(Excerpt from a dataset)
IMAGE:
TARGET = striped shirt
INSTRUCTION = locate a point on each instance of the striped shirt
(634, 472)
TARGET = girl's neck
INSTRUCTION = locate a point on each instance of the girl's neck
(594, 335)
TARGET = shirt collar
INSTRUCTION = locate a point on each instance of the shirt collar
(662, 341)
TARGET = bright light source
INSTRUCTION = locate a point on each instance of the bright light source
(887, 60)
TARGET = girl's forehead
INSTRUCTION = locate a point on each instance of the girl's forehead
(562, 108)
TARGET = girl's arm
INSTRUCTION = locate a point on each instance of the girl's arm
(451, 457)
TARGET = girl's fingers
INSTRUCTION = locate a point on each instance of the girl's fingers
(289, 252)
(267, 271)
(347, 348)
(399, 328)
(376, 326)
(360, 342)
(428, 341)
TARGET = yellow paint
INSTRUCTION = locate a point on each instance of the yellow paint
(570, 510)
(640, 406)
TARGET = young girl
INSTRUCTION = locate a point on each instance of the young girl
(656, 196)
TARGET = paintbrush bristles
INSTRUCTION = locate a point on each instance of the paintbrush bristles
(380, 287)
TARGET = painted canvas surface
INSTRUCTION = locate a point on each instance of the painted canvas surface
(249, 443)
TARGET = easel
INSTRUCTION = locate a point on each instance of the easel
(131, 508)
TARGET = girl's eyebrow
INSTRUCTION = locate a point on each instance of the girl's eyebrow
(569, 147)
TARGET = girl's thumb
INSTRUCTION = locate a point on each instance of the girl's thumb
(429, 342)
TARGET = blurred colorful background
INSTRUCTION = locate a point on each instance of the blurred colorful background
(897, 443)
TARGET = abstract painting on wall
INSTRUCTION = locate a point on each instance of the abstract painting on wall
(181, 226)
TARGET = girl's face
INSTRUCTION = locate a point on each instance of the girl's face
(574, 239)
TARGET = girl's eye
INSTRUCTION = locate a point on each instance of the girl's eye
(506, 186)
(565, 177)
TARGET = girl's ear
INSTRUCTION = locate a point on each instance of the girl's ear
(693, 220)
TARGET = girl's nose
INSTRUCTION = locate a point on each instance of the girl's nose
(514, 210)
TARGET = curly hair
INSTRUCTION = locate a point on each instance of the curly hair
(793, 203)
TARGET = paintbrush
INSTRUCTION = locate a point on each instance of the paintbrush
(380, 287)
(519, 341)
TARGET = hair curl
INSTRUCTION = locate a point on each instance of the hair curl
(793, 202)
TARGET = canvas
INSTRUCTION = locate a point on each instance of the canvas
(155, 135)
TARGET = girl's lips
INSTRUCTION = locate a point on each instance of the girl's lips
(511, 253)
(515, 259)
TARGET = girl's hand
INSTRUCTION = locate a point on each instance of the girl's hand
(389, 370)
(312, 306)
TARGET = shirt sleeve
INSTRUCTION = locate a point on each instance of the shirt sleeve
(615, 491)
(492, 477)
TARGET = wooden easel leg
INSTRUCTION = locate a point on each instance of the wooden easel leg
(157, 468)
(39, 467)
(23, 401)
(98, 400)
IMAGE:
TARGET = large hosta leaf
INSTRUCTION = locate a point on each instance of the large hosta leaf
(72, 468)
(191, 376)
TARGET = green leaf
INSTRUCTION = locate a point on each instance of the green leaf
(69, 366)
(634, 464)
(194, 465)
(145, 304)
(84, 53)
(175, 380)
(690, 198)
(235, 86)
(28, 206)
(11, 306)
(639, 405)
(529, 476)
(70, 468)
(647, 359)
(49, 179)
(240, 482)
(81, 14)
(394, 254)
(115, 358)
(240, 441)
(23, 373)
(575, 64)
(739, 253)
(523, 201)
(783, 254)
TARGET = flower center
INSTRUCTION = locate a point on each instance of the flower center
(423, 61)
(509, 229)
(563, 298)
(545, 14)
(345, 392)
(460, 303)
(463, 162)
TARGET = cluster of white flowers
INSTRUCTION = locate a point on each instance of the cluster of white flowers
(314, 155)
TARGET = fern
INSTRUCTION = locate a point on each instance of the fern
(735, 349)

# Task requirements:
Retype the records above exactly.

# Correct result:
IMAGE:
TARGET = striped shirt
INSTRUCTION = locate a point on each instance of the striped shirt
(634, 472)
TARGET = girl's neck
INSTRUCTION = locate a point on each instance of the girl's neck
(594, 335)
TARGET = shirt collar
INSTRUCTION = locate a point on each instance of the shirt collar
(662, 341)
TARGET = bright light source
INSTRUCTION = locate a point on each instance of the bright light source
(887, 60)
TARGET = girl's forehead
INSTRUCTION = locate a point on each instance of the girl's forehead
(562, 108)
TARGET = girl's arm
INSTRUCTION = locate a point on each instance of the girl's arm
(451, 457)
TARGET = girl's fingers
INSTRUCTION = locate a point on each instance of the girl's fingers
(289, 252)
(267, 271)
(347, 348)
(399, 328)
(376, 326)
(360, 342)
(428, 341)
TARGET = yellow paint
INSTRUCTION = locate a point on each instance of the yellow paint
(570, 510)
(640, 406)
TARGET = young girl
INSTRUCTION = locate a point on each instance of the young girl
(656, 196)
TARGET = paintbrush bristles
INSTRUCTION = locate a point on each instance of the paintbrush bristles
(380, 287)
TARGET = painted canvas surface
INSTRUCTION = locate a point on each instance of the painted canvas surface
(249, 443)
TARGET = easel
INSTRUCTION = locate a point on each instance of the easel
(131, 508)
TARGET = girl's eyebrow
INSTRUCTION = locate a point on each instance of the girl's eyebrow
(569, 147)
TARGET = girl's thumb
INSTRUCTION = locate a point on each instance of the girl's thumb
(429, 342)
TARGET = blurred colorful background
INSTRUCTION = locate a point on each instance of the blurred colorful background
(897, 443)
TARGET = abstract painting on wall
INSTRUCTION = locate a point on each instance of the abstract painting on wall
(181, 226)
TARGET = girl's face
INSTRUCTION = locate a point on each instance of the girl's face
(574, 239)
TARGET = girl's eye
INSTRUCTION = locate a point on each instance of the girl's eye
(506, 186)
(565, 177)
TARGET = girl's ear
INSTRUCTION = locate a point on each instance of the girl's ear
(693, 220)
TARGET = girl's nose
INSTRUCTION = locate a point on each instance of the girl's nose
(514, 210)
TARGET = curly hair
INSTRUCTION = locate a point on each instance of the curly hair
(793, 203)
TARGET = paintbrush
INSTRUCTION = locate a point on each instance of the paintbrush
(380, 287)
(519, 341)
TARGET = hair curl
INSTRUCTION = locate a point on each instance of the hair curl
(793, 202)
TARGET = canvas
INSTRUCTION = locate a point on each instance of the canvas
(155, 135)
TARGET = girl's lips
INSTRUCTION = locate a point on each instance of the girl's lips
(511, 253)
(515, 259)
TARGET = girl's hand
INSTRUCTION = locate a point on each instance of the girl's hand
(389, 370)
(312, 306)
TARGET = shirt sleeve
INSTRUCTION = locate a point on each instance of the shirt sleeve
(615, 491)
(492, 477)
TARGET = wooden easel leg
INSTRUCTION = locate a point on each instance of the wooden easel leg
(157, 468)
(39, 467)
(23, 401)
(98, 400)
IMAGE:
TARGET = large hosta leaf
INSTRUCTION = locate a point on each instance of the large hosta leaf
(72, 468)
(191, 376)
TARGET = green leaf
INSTRUCTION = locate a point on each instance of the green leaf
(69, 366)
(634, 464)
(194, 465)
(145, 304)
(84, 53)
(175, 380)
(690, 198)
(235, 86)
(28, 206)
(11, 306)
(639, 405)
(529, 476)
(70, 468)
(647, 359)
(49, 179)
(240, 482)
(81, 14)
(394, 254)
(115, 358)
(240, 441)
(23, 373)
(575, 64)
(739, 253)
(523, 201)
(783, 254)
TARGET = flower center
INSTRUCTION = locate a point on each instance of the flower center
(423, 61)
(509, 229)
(563, 298)
(545, 14)
(345, 392)
(460, 303)
(463, 162)
TARGET = cluster of white flowers
INSTRUCTION = locate a point on each instance of the cluster of white flowers
(314, 155)
TARGET = fern
INSTRUCTION = locate a point on each instance of the fern
(735, 349)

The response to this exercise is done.